*Exercise requirements*
In full and without changes, output the data.

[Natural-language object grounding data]
========================

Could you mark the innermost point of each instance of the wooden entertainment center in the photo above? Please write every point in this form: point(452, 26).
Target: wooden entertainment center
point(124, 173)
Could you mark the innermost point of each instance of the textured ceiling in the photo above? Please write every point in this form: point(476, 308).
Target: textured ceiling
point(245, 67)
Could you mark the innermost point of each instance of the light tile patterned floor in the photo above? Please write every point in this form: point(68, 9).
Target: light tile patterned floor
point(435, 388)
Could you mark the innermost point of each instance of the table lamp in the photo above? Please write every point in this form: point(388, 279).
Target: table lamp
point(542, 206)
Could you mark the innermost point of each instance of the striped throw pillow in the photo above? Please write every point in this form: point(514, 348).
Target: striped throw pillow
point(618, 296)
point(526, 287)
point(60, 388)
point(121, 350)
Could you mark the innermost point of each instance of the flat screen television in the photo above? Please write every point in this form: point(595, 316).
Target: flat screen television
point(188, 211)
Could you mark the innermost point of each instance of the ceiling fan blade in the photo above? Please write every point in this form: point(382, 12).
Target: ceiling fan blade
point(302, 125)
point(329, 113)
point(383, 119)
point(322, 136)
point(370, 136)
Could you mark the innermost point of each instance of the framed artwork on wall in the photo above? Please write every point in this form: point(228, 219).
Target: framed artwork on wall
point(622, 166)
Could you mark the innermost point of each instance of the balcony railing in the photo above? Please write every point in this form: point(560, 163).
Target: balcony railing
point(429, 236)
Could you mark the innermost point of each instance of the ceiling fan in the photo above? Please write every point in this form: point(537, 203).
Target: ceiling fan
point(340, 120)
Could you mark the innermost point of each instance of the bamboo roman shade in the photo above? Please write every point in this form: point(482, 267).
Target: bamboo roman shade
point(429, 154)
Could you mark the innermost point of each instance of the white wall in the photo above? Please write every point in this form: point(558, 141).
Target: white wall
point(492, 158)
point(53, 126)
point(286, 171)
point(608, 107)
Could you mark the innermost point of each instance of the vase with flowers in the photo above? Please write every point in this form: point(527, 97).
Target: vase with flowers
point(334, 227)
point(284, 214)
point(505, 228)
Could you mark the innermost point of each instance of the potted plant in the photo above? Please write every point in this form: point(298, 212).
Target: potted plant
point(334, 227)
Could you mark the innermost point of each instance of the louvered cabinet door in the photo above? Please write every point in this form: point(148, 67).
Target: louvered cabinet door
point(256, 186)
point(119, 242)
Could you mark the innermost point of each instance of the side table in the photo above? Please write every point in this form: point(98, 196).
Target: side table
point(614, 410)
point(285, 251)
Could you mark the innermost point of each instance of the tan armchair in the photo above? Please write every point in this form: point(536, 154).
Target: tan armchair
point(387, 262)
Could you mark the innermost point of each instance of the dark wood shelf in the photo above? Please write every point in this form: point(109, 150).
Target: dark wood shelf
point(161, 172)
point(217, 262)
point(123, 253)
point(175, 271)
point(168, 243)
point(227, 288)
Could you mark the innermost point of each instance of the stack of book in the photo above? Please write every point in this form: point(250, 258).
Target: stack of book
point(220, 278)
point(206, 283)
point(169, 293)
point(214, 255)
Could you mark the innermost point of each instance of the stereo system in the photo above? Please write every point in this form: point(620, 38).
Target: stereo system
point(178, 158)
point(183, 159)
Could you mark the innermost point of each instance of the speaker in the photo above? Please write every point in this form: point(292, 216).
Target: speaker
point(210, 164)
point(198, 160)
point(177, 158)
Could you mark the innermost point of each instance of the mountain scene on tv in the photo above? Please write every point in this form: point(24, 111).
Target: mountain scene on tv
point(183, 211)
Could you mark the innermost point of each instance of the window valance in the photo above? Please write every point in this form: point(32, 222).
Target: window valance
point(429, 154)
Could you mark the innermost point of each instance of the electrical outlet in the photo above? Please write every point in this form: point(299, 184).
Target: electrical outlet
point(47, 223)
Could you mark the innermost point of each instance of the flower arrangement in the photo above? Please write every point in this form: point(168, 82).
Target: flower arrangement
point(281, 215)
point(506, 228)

========================

*Expected answer*
Could you mark the innermost point of each instance of the wooden entertainment center in the photo above? Please write every point in this form: point(452, 26).
Target: wooden entertainment center
point(124, 173)
Could you mark the innermost point of each instance of the textured ceiling in the photo above? Please write every point in this form: point(476, 308).
Target: textured ceiling
point(245, 67)
Could you mark the innermost point of each instance of the light tile patterned floor in the photo above? Please write every point in this form: point(68, 9).
Target: light tile patterned floor
point(435, 388)
Could you mark the innermost point of each instance of the table lamp in the photo above? Please write every point in this form: point(388, 279).
Target: table lamp
point(542, 206)
Could you mark the innermost point of each instance of the striped throw pillow in the photo above? Please write every point in this form: point(514, 348).
Target: striped throw pillow
point(618, 296)
point(526, 287)
point(60, 388)
point(121, 350)
Could you mark the innermost point of each instance of the flat screen television in the photo above? Please write every point in this form: point(595, 316).
Target: flat screen television
point(188, 211)
Could you mark the innermost point of each instance of the ceiling fan blade in the photo above? Please write every point in this form: point(382, 12).
Target: ceiling fan blade
point(302, 125)
point(329, 113)
point(383, 119)
point(322, 136)
point(370, 136)
Could you mark the innermost point of each instance of the framed artwork on wall in the photo above? Please write every point in this form: point(228, 219).
Target: framed artwork on wall
point(622, 166)
Could you mark the innermost point of each instance of the balcony railing in the photo above? Please write every point in this form: point(560, 163).
Target: balcony railing
point(429, 236)
Could you mark the innermost point of each instance of the ceiling fan in the photo above? Please write every point in this form: point(537, 203).
Target: ceiling fan
point(340, 120)
Could you mark the innermost point of each instance of the bamboo roman shade in the photo above? Please write every point in this form: point(482, 267).
Target: bamboo roman shade
point(429, 154)
Could you mark the innermost point of each instance of the white wall in the photo above? Please write every point in this form: point(558, 141).
Target: white wall
point(492, 158)
point(53, 126)
point(286, 171)
point(608, 107)
Could you mark the innermost point of each instance of the vase with flowers in the photo above? Please write every point in this form: point(527, 97).
Target: vase with flowers
point(334, 227)
point(284, 214)
point(505, 228)
Could you mark the innermost point of each instance of the potted plant in the photo above? Please write every point in this form: point(298, 212).
Target: potted plant
point(334, 227)
Could you mark the innermost point of each instance of the louvered cabinet door in the photo above? Please write every point in this form: point(148, 67).
Target: louvered cabinet door
point(256, 186)
point(119, 242)
Could you mark the innermost point of each instance of the side table in the photo above? Please write every point in this form: point(98, 196).
Target: side table
point(614, 410)
point(285, 251)
Could you mark the innermost point of each instance of the tan armchair in the photo above? Please write every point in this form: point(536, 154).
Target: tan armchair
point(387, 262)
Could you mark the innermost point of each instance of the dark wood shelf in the photo above? Please write every point in this form: point(109, 150).
Target: dark wood shelf
point(161, 172)
point(217, 262)
point(123, 253)
point(175, 271)
point(168, 243)
point(227, 288)
Could you mark the innermost point of each instance of the stack of book in the photo above? Please write every point in this form: point(250, 258).
Target: stack of book
point(220, 278)
point(206, 283)
point(169, 293)
point(214, 255)
Could you mark the innermost point of each instance of the stereo system in the photo above? Please write every point in this form: point(620, 38).
Target: stereo system
point(178, 158)
point(183, 159)
Could you mark the innermost point of each instance of the speaker in the photo above? Please write every point in this form: point(292, 216).
Target: speaker
point(210, 164)
point(198, 160)
point(177, 158)
Could you mark the innermost point of each instance of the mountain scene on tv in the photo above? Please write every point in this form: point(24, 111).
Target: mountain scene on tv
point(183, 211)
Could you mark the innermost point of each instance of the window valance in the photo above? Please write every point in this form: point(32, 222).
Target: window valance
point(429, 154)
Could you mark the innermost point of each instance of the electrical outlet in the photo above? Please write every point in this form: point(299, 184).
Target: electrical outlet
point(47, 223)
Could you mark the innermost point of each instance of the flower arrangement in the photo above? Please write every point in this form: point(168, 82).
Target: flower arrangement
point(281, 215)
point(506, 228)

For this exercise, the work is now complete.